### PROBLEM DETAILS:
Each line of the data has to be transcribed exactly.

•••

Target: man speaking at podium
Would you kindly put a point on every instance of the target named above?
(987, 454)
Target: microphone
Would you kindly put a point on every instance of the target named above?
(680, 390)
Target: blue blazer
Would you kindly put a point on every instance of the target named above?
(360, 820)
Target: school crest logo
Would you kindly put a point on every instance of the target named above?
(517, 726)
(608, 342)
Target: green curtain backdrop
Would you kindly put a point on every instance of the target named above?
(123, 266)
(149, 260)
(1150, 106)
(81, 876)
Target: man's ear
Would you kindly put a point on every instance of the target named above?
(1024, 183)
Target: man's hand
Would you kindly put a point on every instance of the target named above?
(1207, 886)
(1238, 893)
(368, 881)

•••

### OUTPUT OF THE TASK:
Target: man speaking at podium
Would you kindly put a point on every instance of the target named above?
(987, 454)
Target: microphone
Would you kindly put a point on every instance of the target named above?
(680, 390)
Target: blue blazer
Would you kindly put a point on every instance of the target named above?
(360, 820)
Target: school crest logo
Would you kindly put a point on every instance of the target named above?
(517, 726)
(608, 342)
Target: green curtain backdrop
Would you kindly put a point on every instance of the target named above?
(123, 266)
(149, 260)
(1150, 106)
(81, 876)
Target: man's ear
Would you kindly put a point on every instance of the target named above?
(1024, 183)
Target: man's hand
Would you kindly put a point on every instance of the target named above?
(1207, 886)
(1238, 893)
(368, 881)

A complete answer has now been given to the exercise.